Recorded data
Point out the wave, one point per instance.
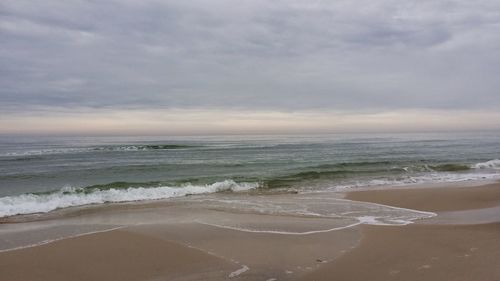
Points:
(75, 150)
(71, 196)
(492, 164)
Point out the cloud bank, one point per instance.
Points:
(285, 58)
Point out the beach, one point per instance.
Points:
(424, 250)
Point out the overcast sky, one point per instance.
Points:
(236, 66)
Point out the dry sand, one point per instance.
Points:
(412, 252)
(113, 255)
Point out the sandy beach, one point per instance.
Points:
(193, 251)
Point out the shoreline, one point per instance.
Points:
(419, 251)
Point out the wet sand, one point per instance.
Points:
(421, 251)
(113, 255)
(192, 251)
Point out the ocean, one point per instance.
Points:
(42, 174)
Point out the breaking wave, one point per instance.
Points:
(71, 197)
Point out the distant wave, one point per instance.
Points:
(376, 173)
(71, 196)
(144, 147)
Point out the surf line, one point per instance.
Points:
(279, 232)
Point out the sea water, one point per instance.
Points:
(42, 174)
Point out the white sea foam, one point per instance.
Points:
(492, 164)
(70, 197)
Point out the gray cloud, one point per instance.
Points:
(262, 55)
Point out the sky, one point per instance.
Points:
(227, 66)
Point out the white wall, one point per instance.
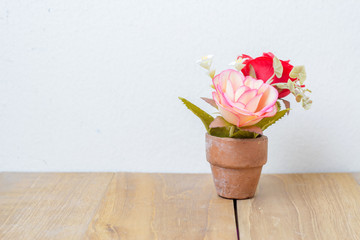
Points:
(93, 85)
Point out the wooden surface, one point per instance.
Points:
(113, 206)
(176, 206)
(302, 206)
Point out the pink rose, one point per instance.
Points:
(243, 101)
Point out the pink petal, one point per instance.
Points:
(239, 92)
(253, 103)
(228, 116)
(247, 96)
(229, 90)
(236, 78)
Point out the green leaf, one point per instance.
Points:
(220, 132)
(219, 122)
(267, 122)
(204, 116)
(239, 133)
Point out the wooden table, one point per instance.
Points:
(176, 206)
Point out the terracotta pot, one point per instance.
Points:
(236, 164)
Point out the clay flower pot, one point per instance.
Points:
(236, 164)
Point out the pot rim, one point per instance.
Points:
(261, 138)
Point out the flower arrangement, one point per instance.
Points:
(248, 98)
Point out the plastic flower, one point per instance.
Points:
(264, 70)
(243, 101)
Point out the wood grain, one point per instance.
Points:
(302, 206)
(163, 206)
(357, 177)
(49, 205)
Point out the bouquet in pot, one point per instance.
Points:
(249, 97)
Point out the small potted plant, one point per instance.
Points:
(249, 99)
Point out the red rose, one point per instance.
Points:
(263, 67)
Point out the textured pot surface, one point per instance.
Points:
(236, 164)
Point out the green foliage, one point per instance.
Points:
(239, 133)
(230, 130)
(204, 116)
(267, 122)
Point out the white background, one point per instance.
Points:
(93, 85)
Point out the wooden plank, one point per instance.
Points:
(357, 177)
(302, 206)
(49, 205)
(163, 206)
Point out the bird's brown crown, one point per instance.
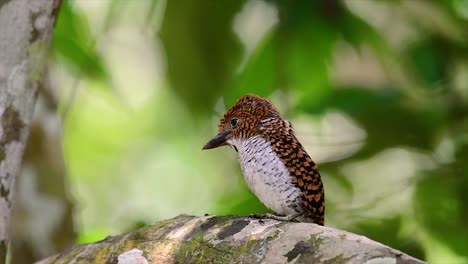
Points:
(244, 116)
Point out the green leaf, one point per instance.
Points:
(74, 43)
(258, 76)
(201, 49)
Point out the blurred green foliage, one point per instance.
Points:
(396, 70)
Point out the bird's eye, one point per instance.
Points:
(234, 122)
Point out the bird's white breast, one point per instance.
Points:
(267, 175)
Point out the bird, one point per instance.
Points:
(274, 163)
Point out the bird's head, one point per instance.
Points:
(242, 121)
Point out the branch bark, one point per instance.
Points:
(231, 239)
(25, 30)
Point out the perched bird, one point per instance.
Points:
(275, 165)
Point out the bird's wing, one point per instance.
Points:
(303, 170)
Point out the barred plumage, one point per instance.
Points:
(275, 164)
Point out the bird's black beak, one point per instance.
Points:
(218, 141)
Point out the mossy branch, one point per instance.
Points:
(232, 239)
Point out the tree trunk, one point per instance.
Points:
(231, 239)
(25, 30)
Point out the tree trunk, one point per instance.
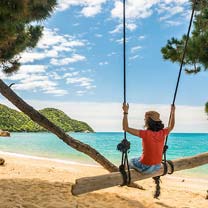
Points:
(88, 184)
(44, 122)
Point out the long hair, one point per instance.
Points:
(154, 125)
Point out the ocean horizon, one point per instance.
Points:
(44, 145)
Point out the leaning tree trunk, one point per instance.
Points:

→ **What you have to do**:
The response should repeat every entry above exactly and include none of the pictures.

→ **Exercise result**:
Point out the wave, one point per instance.
Points:
(75, 150)
(71, 196)
(492, 164)
Point out the cloud bank, one point per instance.
Points:
(285, 58)
Point out the beach, one point per instance.
Points:
(424, 250)
Point out the overcast sky, one point per instance.
Points:
(236, 66)
Point out the dry sand, one point per instance.
Points:
(412, 252)
(113, 255)
Point out the sandy beach, one point per instance.
Points:
(193, 251)
Point out the shoreline, one point per instance.
Points:
(419, 251)
Point out the wet sand, one point per instance.
Points:
(421, 251)
(113, 255)
(192, 251)
Point out the ocean, one point per instance.
Points:
(42, 174)
Point out the breaking wave, one point per instance.
Points:
(71, 197)
Point out the distant wave, one point per instance.
Points:
(376, 173)
(71, 196)
(144, 147)
Point out the surf line, one point per instance.
Points:
(279, 232)
Point out the sea water, one point per instance.
Points:
(42, 174)
Point out the white sea foam, one point per instance.
Points:
(492, 164)
(70, 197)
Point out the gray cloud, one point per instance.
Points:
(262, 55)
Point out the sky, one point per instance.
Points:
(227, 66)
Point out the white wall, one point per instance.
Points:
(93, 85)
Point out the wooden surface, one point per instance.
Points:
(113, 206)
(176, 206)
(302, 206)
Point out the pink rose, one point per instance.
Points:
(243, 101)
Point out the pink petal, one point per instance.
Points:
(239, 92)
(253, 103)
(228, 116)
(247, 96)
(229, 90)
(236, 78)
Point out the green leaf, one point per instance.
Points:
(220, 132)
(219, 122)
(267, 122)
(204, 116)
(239, 133)
Point out the wooden table, one point per instance.
Points:
(176, 206)
Point out the terracotta pot, one point per instance.
Points:
(236, 164)
Point out the clay flower pot, one point per instance.
Points:
(236, 164)
Point out the pot rim, one point per instance.
Points:
(261, 138)
Point out the flower arrangement, one point per instance.
Points:
(248, 98)
Point out the plastic flower, one point per instance.
Points:
(264, 70)
(243, 101)
Point out the wood grain, one point per instance.
Points:
(302, 206)
(163, 206)
(357, 177)
(49, 205)
Point out the bouquet in pot, one point per instance.
Points:
(249, 97)
Point out the small potted plant, one point per instance.
Points:
(249, 99)
Point out the red rose, one point per instance.
Points:
(263, 67)
Point out the textured pot surface, one point per instance.
Points:
(236, 164)
Point out the green foliage, one point per instance.
Points:
(239, 133)
(230, 130)
(204, 116)
(267, 122)
Point out the white background, one point per instance.
Points:
(93, 85)
Point out the wooden plank, one point per instance.
Points:
(357, 177)
(302, 206)
(49, 205)
(163, 206)
Point out the bird's brown crown, one point per instance.
Points:
(244, 116)
Point out the green leaf, one point per instance.
Points:
(74, 43)
(258, 76)
(201, 49)
Point out the blurred green foliage, one point per instance.
Points:
(396, 70)
Point out the bird's eye, one point per instance.
Points:
(234, 122)
Point out the bird's white breast, one point per instance.
Points:
(267, 175)
Point out the bird, one point per instance.
Points:
(274, 163)
Point out the bird's head, one point per instance.
Points:
(242, 121)
Point out the branch bark, one point per instance.
Points:
(231, 239)
(25, 30)
Point out the perched bird, one point per instance.
Points:
(275, 165)
Point out the bird's wing, one point per instance.
Points:
(303, 170)
Point out the barred plumage, one point per instance.
Points:
(275, 164)
Point out the bird's black beak, one point per instance.
Points:
(218, 141)
Point out the mossy branch, one point per instance.
Points:
(232, 239)
Point out the tree trunk, one point per instance.
Points:
(231, 239)
(25, 30)
Point out the tree trunk, one point per instance.
Points:
(88, 184)
(44, 122)
Point out the long hair, one point per instance.
Points:
(154, 125)
Point out the ocean horizon, one point per instance.
Points:
(44, 145)
Point out the leaning tree trunk, one point per instance.
Points:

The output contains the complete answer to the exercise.